▸ **Stated goal**
Scan the records for the line containing "the golden fur"; extract it and all later lines, verbatim, through the end, and nothing before it.

══════════════════════════════

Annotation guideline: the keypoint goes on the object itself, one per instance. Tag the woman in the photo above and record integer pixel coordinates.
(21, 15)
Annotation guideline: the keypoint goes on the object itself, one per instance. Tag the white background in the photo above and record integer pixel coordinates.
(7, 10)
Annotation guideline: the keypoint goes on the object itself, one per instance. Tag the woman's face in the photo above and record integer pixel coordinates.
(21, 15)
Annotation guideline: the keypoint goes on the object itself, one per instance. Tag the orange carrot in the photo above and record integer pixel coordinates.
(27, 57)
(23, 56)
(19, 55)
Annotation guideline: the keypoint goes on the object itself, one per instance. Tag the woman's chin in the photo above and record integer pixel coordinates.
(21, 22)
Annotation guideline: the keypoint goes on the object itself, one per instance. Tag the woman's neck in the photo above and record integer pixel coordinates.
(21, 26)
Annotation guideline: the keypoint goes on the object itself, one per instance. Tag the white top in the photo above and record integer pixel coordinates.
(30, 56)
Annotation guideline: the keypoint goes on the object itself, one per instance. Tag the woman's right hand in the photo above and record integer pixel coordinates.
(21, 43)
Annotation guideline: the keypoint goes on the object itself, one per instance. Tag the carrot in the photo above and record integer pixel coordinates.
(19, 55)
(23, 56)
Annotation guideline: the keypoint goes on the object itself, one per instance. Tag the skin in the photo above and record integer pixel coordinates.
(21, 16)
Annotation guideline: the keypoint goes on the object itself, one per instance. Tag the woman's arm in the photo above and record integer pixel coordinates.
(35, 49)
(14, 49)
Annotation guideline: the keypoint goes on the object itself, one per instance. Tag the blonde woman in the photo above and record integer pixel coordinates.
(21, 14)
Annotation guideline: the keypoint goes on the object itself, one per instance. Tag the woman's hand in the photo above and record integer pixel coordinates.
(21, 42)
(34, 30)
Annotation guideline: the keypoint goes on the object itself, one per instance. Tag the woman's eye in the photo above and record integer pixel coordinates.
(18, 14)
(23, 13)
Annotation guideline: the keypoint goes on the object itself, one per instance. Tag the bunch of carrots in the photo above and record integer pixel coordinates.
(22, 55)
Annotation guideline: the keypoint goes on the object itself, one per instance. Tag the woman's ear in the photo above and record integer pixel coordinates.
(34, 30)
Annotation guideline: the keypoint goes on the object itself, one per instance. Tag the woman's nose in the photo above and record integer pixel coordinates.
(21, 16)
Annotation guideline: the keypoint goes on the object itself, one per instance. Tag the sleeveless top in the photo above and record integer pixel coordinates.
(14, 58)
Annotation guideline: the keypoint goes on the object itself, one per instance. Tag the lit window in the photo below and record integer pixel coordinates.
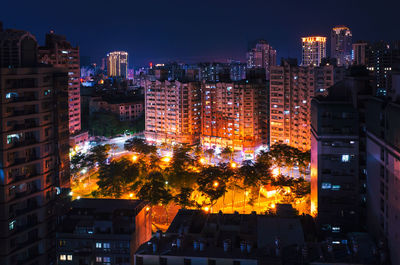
(326, 186)
(12, 224)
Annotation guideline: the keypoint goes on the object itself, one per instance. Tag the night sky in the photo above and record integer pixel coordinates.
(193, 31)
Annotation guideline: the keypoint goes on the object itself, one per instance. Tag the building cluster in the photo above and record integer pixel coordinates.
(354, 160)
(102, 231)
(196, 237)
(34, 161)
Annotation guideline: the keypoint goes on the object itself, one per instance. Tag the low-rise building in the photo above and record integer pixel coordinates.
(102, 231)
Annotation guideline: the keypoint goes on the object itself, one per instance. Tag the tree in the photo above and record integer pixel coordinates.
(154, 189)
(97, 155)
(226, 153)
(183, 198)
(117, 178)
(181, 169)
(212, 184)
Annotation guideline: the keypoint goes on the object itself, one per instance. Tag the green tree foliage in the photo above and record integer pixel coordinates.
(212, 183)
(117, 178)
(140, 146)
(183, 198)
(154, 189)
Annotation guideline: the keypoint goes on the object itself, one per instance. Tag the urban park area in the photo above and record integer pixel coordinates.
(180, 176)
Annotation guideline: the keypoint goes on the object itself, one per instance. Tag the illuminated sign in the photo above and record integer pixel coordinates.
(314, 39)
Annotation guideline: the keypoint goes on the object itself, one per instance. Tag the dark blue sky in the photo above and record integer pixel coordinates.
(203, 30)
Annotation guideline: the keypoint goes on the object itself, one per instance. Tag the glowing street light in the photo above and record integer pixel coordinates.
(166, 159)
(275, 172)
(202, 160)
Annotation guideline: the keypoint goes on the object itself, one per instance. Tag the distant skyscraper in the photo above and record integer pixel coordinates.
(59, 52)
(262, 56)
(359, 56)
(341, 45)
(314, 49)
(117, 64)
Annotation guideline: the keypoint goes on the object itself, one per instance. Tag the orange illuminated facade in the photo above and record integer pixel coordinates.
(59, 52)
(314, 49)
(172, 112)
(233, 115)
(291, 89)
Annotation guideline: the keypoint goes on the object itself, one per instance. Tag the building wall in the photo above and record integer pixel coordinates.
(126, 111)
(341, 45)
(179, 260)
(383, 168)
(314, 49)
(34, 160)
(232, 116)
(291, 90)
(334, 166)
(172, 112)
(60, 53)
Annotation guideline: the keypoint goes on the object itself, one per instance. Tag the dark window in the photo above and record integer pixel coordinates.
(163, 261)
(139, 260)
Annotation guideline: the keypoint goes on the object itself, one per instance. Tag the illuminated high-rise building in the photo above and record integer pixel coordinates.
(233, 115)
(34, 162)
(172, 111)
(341, 45)
(262, 56)
(59, 52)
(359, 56)
(291, 89)
(117, 64)
(314, 49)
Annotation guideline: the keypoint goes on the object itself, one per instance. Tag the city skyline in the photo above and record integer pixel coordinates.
(151, 34)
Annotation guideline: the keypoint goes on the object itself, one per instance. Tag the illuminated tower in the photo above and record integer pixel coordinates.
(60, 53)
(117, 64)
(341, 45)
(314, 49)
(262, 56)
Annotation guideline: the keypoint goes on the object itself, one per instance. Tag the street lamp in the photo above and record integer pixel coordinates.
(202, 160)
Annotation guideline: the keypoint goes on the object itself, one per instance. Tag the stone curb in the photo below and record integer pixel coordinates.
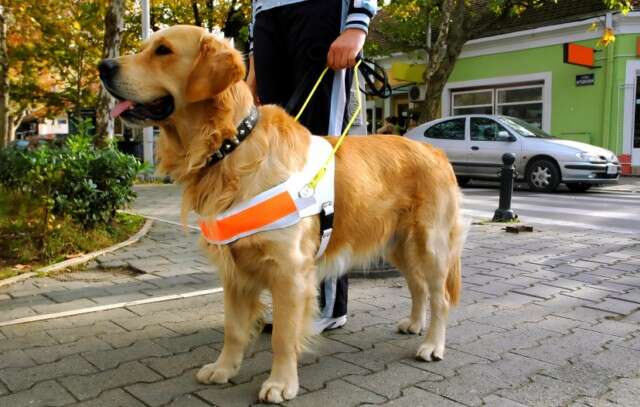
(82, 259)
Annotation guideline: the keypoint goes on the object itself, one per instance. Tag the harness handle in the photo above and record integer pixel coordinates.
(316, 179)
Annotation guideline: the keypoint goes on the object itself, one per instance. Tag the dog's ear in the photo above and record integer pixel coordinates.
(215, 69)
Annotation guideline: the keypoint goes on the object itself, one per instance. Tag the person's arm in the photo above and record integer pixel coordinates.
(251, 75)
(344, 50)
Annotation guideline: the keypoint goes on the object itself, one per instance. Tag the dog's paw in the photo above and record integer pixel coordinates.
(212, 373)
(430, 352)
(277, 392)
(405, 326)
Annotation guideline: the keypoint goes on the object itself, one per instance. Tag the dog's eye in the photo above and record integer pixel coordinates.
(163, 50)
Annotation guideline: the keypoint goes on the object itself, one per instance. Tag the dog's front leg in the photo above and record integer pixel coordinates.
(241, 309)
(292, 295)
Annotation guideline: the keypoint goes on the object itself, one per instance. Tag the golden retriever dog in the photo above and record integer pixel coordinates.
(393, 197)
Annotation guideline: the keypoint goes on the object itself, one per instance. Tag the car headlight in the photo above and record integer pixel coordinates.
(588, 157)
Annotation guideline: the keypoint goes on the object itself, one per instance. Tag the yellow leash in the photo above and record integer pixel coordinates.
(323, 169)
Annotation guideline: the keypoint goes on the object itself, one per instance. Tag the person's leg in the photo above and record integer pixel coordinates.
(273, 71)
(309, 42)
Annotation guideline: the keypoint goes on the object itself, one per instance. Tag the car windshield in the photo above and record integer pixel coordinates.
(525, 129)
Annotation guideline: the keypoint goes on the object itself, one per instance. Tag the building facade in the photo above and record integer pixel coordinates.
(522, 73)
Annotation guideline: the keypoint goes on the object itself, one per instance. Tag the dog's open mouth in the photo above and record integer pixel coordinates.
(158, 109)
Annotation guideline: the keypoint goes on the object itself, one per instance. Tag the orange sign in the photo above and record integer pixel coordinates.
(579, 55)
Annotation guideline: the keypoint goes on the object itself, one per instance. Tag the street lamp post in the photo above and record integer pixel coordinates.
(504, 213)
(147, 132)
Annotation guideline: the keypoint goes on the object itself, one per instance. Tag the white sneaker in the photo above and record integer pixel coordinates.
(326, 324)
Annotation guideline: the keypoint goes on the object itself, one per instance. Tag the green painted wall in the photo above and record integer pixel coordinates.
(578, 113)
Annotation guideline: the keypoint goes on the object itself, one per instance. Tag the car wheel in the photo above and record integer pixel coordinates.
(463, 181)
(578, 187)
(543, 176)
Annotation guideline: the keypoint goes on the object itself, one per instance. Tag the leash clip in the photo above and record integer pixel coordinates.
(306, 192)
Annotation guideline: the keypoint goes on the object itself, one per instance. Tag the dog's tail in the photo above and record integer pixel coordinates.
(457, 237)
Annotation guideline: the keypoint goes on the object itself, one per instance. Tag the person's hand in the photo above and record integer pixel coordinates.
(251, 80)
(344, 50)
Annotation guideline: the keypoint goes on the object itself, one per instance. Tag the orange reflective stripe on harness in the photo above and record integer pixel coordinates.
(253, 218)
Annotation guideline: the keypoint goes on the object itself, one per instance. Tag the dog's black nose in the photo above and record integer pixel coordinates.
(108, 69)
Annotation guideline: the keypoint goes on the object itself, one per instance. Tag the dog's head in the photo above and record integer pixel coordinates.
(175, 67)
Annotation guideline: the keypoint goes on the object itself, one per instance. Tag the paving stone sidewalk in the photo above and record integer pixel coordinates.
(166, 261)
(547, 318)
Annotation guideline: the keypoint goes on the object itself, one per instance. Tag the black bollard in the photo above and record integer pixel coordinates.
(504, 213)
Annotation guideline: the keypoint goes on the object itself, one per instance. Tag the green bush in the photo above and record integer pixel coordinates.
(77, 180)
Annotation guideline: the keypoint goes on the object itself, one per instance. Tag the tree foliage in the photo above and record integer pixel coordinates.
(54, 46)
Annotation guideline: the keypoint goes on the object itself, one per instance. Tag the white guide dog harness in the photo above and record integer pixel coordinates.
(283, 205)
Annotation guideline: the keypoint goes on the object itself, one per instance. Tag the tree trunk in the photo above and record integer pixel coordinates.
(442, 56)
(210, 21)
(5, 130)
(196, 13)
(113, 28)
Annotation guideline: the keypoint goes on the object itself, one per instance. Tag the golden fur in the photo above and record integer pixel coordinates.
(394, 197)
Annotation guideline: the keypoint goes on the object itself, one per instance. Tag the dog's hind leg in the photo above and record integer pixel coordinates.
(414, 276)
(292, 293)
(437, 265)
(241, 310)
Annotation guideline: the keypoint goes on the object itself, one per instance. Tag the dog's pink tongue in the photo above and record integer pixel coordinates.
(121, 107)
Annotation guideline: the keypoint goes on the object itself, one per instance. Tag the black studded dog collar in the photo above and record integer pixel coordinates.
(242, 132)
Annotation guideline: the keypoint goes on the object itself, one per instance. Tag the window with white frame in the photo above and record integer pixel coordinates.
(524, 102)
(472, 102)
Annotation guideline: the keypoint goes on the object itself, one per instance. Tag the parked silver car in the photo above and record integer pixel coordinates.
(475, 145)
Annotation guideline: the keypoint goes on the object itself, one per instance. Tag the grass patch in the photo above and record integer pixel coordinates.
(21, 248)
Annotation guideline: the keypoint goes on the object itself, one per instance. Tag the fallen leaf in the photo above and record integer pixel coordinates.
(74, 255)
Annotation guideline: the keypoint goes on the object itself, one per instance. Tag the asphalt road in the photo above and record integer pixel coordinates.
(604, 210)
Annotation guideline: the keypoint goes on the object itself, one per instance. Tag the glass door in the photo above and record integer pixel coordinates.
(636, 124)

══════════════════════════════

▸ **Task solution**
Annotation guideline: the keypoint goes on the object itself, one per instance. Tag the golden fur in the photo above and record integer pixel coordinates.
(394, 197)
Annotation guideline: the keypoint goes on the object itself, one per instance. Tag the dog's hind leg in the photo above and record integer pixel coordinates.
(414, 276)
(292, 293)
(437, 265)
(241, 310)
Annotation guideline: the keypoint goes on the object itself, one per instance. Tag the dog's pink tongue in the photo above and record integer pixel coordinates.
(121, 107)
Annotation guideline: the keypoint goes on the object itself, one per instance. Tag the black studded dog collar in the photo above and record integer pixel coordinates.
(242, 132)
Annotation guideline: the keypoint goes on the object itself, one per instance. Tag the window with white frame in the photo above and record integer pixel coordinates.
(524, 102)
(472, 102)
Annotation guideline: the keypoint goes on the object itself, one per instance. Tag the parked silver car in the photo above and record integer pixel coordinates.
(475, 145)
Annotation guideline: the keypoint goes on the object itself, one per instance. Tag the grass patch in the photo above and record integer pixel coordinates.
(21, 248)
Annotation guideline: the keypoint goes on the object itself, one per instance. Tag the fallen leaf in the photo above and record integer pixel coordinates.
(74, 255)
Annotation guideline: the keypoint goes on the object itself, one per instance. Tag the asphalt road in the photo above and record integer pixel coordinates.
(604, 210)
Annotation guideline: the keypoint goes on the object itself, one per instance. Tag the glass door in the photo above and record integer pixel coordinates.
(636, 124)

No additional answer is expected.